▶ **SET TASKS**
A. What common examples of supervised learning does the machine learning overview give?
B. Identify every line in the listing below that contains the string "table". Case counts.

▶ **SOURCE DOCUMENT**
□ □ □ □

In supervised learning, learning data comes with description, labels, targets or desired outputs and the objective is to find a general rule that maps inputs to outputs. This kind of learning data is called labeled data. The learned rule is then used to label new data with unknown outputs.
Supervised learning involves building a machine learning model that is based on labeled samples. For example, if we build a system to estimate the price of a plot of land or a house based on various features, such as size, location, and so on, we first need to create a database and label it. We need to teach the algorithm what features correspond to what prices. Based on this data, the algorithm will learn how to calculate the price of real estate using the values of the input features.
Supervised learning deals with learning a function from available training data. Here, a learning algorithm analyzes the training data and produces a derived function that can be used for mapping new examples. There are many supervised learning algorithms such as Logistic Regression, Neural networks, Support Vector Machines (SVMs), and Naive Bayes classifiers.
Common examples of supervised learning include classifying e-mails into spam and not-spam categories, labeling webpages based on their content, and voice recognition.
Unsupervised learning is used to detect anomalies, outliers, such as fraud or defective equipment, or to group customers with similar behaviors for a sales campaign. It is the opposite of supervised learning. There is no labeled data here.
When learning data contains only some indications without any description or labels, it is up to the coder or to the algorithm to find the structure of the underlying data, to discover hidden patterns, or to determine how to describe the data. This kind of learning data is called unlabeled data.
Suppose that we have a number of data points, and we want to classify them into several groups. We may not exactly know what the criteria of classification would be. So, an unsupervised learning algorithm tries to classify the given dataset into a certain number of groups in an optimum way.
Unsupervised learning algorithms are extremely powerful tools for analyzing data and for identifying patterns and trends. They are most commonly used for clustering similar input into logical groups. Unsupervised learning algorithms include Kmeans, Random Forests, Hierarchical clustering and so on.
If some learning samples are labeled, but some other are not labeled, then it is semi-supervised learning. It makes use of a large amount of unlabeled data for training and a small amount of labeled data for testing. Semi-supervised learning is applied in cases where it is expensive to acquire a fully labeled dataset while more practical to label a small subset. For example, it often requires skilled experts to label certain remote sensing images, and lots of field experiments to locate oil at a particular location, while acquiring unlabeled data is relatively easy.
Here learning data gives feedback so that the system adjusts to dynamic conditions in order to achieve a certain objective. The system evaluates its performance based on the feedback responses and reacts accordingly. The best known instances include self-driving cars and chess master algorithm AlphaGo.
Purpose of Machine Learning
Machine learning can be seen as a branch of AI or Artificial Intelligence, since, the ability to change experience into expertise or to detect patterns in complex data is a mark of human or animal intelligence.
As a field of science, machine learning shares common concepts with other disciplines such as statistics, information theory, game theory, and optimization.
As a subfield of information technology, its objective is to program machines so that they will learn.
However, it is to be seen that, the purpose of machine learning is not building an automated duplication of intelligent behavior, but using the power of computers to complement and supplement human intelligence. For example, machine learning programs can scan and process huge databases detecting patterns that are beyond the scope of human perception.

□ □ □ □

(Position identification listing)
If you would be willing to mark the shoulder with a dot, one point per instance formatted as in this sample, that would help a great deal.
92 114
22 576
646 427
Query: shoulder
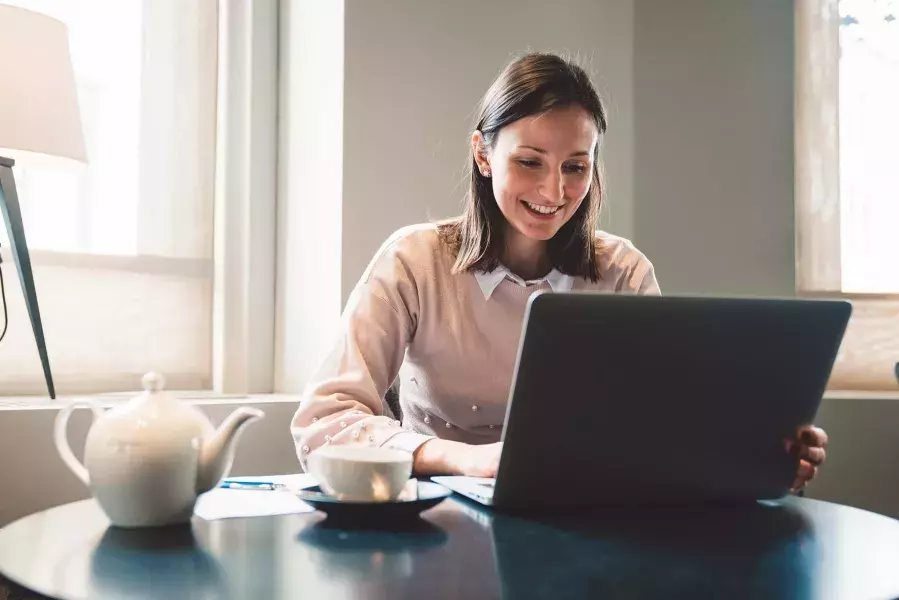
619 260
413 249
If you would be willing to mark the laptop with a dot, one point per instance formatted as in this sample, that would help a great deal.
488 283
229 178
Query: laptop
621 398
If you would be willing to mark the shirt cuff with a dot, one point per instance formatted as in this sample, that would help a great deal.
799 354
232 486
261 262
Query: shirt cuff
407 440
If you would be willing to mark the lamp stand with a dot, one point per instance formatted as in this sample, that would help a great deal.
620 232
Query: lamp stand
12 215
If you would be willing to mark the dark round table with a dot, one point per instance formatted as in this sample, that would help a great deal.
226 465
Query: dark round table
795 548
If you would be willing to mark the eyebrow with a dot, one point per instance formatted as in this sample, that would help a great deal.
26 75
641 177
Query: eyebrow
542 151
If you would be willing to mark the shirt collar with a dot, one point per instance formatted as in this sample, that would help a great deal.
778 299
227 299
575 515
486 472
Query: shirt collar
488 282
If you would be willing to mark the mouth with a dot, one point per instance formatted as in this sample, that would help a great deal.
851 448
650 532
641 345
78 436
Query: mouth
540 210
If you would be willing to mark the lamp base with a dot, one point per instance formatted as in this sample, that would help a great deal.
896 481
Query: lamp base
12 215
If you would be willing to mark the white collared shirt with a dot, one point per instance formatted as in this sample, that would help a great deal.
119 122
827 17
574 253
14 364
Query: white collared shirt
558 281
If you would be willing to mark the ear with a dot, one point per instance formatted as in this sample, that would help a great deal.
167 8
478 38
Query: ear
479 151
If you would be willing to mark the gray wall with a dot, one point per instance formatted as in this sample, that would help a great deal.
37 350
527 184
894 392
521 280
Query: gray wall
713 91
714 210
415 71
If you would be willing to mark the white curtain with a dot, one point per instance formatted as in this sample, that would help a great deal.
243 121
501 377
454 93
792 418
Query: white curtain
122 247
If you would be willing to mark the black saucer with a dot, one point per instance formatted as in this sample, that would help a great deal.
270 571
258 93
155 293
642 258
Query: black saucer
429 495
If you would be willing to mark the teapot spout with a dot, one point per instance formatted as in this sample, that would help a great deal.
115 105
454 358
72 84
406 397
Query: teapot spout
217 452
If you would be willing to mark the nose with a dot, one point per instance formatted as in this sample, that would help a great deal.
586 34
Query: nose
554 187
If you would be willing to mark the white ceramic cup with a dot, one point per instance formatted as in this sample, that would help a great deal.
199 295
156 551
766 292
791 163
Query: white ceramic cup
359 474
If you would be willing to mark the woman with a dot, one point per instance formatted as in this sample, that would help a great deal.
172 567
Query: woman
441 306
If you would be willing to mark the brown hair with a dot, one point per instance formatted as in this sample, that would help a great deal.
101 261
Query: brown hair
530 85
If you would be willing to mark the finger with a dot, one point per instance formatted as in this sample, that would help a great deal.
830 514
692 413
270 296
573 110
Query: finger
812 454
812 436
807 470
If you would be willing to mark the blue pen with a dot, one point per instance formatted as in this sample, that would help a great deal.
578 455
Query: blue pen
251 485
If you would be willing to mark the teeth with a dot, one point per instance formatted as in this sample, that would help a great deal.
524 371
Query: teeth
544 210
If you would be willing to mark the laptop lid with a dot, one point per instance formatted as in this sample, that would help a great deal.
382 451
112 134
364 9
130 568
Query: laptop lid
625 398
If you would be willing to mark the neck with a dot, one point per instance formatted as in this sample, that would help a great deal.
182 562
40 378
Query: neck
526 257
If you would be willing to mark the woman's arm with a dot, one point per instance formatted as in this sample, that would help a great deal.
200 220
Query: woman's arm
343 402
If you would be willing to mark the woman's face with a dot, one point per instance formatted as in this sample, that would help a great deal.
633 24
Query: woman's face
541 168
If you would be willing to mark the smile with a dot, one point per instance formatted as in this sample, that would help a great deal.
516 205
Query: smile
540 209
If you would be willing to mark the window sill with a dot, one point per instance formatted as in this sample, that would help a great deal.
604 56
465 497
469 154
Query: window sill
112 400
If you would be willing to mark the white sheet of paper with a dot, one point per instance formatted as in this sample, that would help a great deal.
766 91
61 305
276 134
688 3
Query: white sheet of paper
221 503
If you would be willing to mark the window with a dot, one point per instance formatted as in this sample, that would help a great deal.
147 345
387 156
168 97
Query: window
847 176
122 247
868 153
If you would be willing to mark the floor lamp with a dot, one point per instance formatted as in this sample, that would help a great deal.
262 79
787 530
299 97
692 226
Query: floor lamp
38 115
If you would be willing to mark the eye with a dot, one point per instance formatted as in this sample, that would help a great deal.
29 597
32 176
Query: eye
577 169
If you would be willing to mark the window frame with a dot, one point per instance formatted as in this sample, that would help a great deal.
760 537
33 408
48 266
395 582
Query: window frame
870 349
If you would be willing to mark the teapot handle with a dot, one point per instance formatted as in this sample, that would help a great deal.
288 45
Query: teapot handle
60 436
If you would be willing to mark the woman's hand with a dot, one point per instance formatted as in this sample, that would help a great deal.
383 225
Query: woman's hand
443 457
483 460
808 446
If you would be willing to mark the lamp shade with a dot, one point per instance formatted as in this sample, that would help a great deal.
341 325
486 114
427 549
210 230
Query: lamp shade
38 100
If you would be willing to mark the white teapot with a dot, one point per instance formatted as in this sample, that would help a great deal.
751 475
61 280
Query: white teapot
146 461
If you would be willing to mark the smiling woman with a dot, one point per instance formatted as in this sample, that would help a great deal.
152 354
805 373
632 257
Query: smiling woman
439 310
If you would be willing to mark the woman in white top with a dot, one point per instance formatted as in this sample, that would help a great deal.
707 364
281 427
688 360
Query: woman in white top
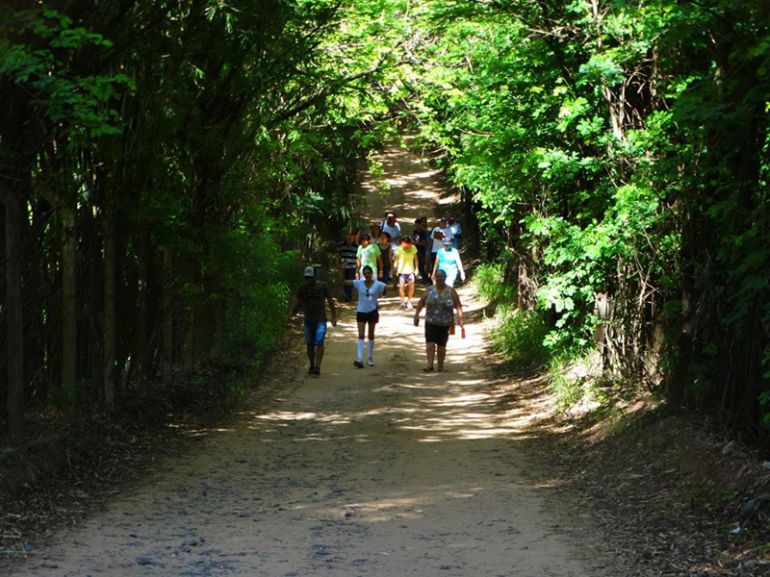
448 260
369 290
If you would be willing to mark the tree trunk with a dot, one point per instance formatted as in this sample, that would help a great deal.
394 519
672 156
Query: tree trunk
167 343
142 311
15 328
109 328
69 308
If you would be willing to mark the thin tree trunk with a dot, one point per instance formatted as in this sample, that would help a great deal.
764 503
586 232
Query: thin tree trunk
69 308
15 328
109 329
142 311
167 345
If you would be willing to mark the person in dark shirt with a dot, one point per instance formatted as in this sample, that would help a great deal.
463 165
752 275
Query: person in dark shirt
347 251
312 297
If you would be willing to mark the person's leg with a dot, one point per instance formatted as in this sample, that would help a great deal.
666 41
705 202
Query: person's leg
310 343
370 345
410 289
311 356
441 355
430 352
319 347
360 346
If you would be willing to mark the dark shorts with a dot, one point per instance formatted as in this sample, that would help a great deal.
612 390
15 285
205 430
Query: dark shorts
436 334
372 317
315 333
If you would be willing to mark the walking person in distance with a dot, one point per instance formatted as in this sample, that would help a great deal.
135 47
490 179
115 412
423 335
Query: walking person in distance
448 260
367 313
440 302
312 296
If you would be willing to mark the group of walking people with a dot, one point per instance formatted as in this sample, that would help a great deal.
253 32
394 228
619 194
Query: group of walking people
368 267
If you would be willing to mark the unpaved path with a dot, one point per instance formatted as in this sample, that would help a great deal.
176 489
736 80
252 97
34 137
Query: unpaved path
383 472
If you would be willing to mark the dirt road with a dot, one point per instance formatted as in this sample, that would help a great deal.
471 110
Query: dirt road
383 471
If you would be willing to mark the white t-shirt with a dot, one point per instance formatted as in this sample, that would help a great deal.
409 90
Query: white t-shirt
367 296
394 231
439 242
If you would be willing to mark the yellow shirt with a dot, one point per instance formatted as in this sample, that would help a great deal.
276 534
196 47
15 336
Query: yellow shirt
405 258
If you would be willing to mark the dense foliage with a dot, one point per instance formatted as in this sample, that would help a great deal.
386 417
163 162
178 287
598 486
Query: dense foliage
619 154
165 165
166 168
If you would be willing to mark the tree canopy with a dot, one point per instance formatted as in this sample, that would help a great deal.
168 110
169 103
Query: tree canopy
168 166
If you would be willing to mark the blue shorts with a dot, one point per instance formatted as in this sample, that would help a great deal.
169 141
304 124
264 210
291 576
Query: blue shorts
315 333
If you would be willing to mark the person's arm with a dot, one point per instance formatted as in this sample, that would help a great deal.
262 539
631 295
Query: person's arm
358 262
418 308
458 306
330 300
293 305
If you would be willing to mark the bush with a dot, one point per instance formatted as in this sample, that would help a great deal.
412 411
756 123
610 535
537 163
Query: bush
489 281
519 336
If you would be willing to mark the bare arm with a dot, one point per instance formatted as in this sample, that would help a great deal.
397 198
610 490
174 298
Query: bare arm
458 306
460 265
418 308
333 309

□ □ □ □

▶ **ANSWERS TO THE EXERCISES**
A. Classifying e-mails into spam and not-spam categories, labeling webpages based on their content, and voice recognition.

B.
If you would be willing to mark the dark round table with a dot, one point per instance formatted as in this sample, that would help a great deal.
Query: dark round table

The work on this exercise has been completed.